Set exercise — Write down each entry again, exactly as it reads.

Stored data —
*-*-*
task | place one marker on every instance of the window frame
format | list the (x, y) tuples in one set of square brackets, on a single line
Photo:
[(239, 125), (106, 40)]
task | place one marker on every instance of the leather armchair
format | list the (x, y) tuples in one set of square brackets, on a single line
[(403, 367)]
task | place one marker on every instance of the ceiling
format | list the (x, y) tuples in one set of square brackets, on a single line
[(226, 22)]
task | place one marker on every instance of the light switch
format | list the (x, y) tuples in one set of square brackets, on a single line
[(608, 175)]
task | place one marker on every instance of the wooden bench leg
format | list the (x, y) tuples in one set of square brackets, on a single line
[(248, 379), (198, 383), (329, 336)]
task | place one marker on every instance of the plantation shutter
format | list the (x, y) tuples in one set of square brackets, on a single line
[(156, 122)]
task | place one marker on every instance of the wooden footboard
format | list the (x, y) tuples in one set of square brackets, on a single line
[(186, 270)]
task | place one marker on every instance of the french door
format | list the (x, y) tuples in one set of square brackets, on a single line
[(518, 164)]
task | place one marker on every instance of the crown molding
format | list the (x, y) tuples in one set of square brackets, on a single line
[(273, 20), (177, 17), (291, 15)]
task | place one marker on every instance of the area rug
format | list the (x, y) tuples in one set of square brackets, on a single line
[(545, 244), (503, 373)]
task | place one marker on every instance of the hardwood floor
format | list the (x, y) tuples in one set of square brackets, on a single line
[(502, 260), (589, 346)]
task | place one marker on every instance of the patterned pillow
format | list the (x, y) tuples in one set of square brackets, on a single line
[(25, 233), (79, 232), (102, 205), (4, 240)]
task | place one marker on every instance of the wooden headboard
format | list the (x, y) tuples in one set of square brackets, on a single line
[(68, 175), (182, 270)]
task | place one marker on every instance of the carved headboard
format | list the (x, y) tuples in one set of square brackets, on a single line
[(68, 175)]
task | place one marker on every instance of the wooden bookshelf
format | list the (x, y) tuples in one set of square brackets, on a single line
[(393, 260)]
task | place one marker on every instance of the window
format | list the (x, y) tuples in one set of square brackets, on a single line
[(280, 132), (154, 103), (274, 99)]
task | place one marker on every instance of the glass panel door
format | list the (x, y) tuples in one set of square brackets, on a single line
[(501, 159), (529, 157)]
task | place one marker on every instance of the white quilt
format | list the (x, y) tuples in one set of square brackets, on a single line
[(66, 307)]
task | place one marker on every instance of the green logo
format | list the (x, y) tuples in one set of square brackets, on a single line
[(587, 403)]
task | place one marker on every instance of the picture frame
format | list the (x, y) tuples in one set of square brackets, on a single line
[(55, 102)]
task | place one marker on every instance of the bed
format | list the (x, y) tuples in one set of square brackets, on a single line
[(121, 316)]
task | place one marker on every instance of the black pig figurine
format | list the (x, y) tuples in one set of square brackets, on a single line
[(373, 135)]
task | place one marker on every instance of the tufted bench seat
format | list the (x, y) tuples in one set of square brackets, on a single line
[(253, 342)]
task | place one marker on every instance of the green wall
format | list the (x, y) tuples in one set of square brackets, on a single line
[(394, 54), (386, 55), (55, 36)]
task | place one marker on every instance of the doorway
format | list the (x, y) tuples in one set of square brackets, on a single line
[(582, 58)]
*-*-*
Exercise output —
task | place one marker on every instance of the window frame
format | list the (x, y) tuples in one set of square brackets, on a single line
Photo:
[(239, 125), (106, 40)]
task | place one marker on every instance of the leather armchair
format | list the (x, y) tuples in one set of square brackets, on a single line
[(403, 367)]
task | place one marker on every instance of the ceiling
format | list the (x, y) tuples in one set of square brackets, on a single line
[(226, 22)]
task | place one marker on every instance of the light switch
format | list the (x, y) tuples in one set of square brackets, on a single line
[(608, 175)]
task | place one marker on every instance of the wooden bench leg
format | list the (x, y) tuples in one set of square brackets, on a single line
[(248, 379), (198, 383), (329, 336)]
task | place one marker on every instance of the plantation shutter
format | list the (x, y) tuples in one set of square brackets, on a single line
[(156, 122)]
task | place one marker on every instance of the wooden footboard
format | list the (x, y) tuples in one set of square brackets, on a single line
[(186, 270)]
task | place one marker on every instance of the french door
format | list the (x, y) tuples in one set of square brackets, on a single line
[(518, 164)]
task | place one marker on every instance of the crown molding
format | list the (x, y) tuples in one set of square brackets, on a single line
[(273, 20), (177, 17), (291, 15)]
task | place one marker on every instance of the area rug
format | list the (x, y) tuples in one set of square brackets, on a single line
[(545, 244), (503, 373)]
task | place one marker on every instance of the hardwood floor
format | list the (x, y) tuples in one set of square brackets, on a single line
[(502, 260), (589, 346)]
task | place one marker on every instance of the patterned pillow
format | list the (x, y) tuples in one set of square brackets, on a single line
[(25, 233), (79, 232), (102, 205), (4, 240)]
task | place one marker on every instance of the wooden headboard
format | list the (x, y) tuples in one set of square brackets, on a single line
[(68, 175), (182, 270)]
task | place one marker on every instance of the carved headboard
format | list the (x, y) tuples in one set of square brackets, on a single line
[(68, 175)]
task | place one marker on every instance of the wooden bookshelf
format | list the (x, y) tuples in one set of square brackets, on a single line
[(393, 260)]
task | place one marker on every instance of the window
format | list the (x, y) tuples in one set of square brackets, on a single line
[(280, 132), (154, 103), (274, 99)]
task | place one marker on every instance of the glass panel door
format | list the (x, y) tuples in one set of square brackets, on a single line
[(501, 159), (529, 157)]
task | place one marker on every instance of the white quilt
format | list the (x, y) tuples in one set of square brackets, on a single line
[(66, 307)]
task | place one marker on every instance of the green logo
format | list the (x, y) tuples in one set of square brackets, on a single line
[(587, 403)]
task | place one marker on every instance of the picture frame
format | list the (x, y) tuples in one set of square brackets, on a single line
[(55, 102)]
task | place one marker on every instance of the bed
format | list the (x, y) tuples in one set of square brackets, on a single line
[(121, 316)]
task | place one marker on every instance of the black pig figurine
format | list the (x, y) tuples in one set of square brackets, on a single line
[(373, 135)]
task | place one marker on every instance of the tufted bench seat
format | list the (x, y) tuples in one set of square brackets, on a single line
[(253, 342)]
task | place one marker on every instance of the green wall
format | list the (x, y) tuples in one set of square brackets, on a single line
[(394, 54), (386, 55), (55, 36)]
task | place one marker on every instance of the doorway
format | list the (x, y) tuples in one set of square brackets, on a single line
[(582, 58)]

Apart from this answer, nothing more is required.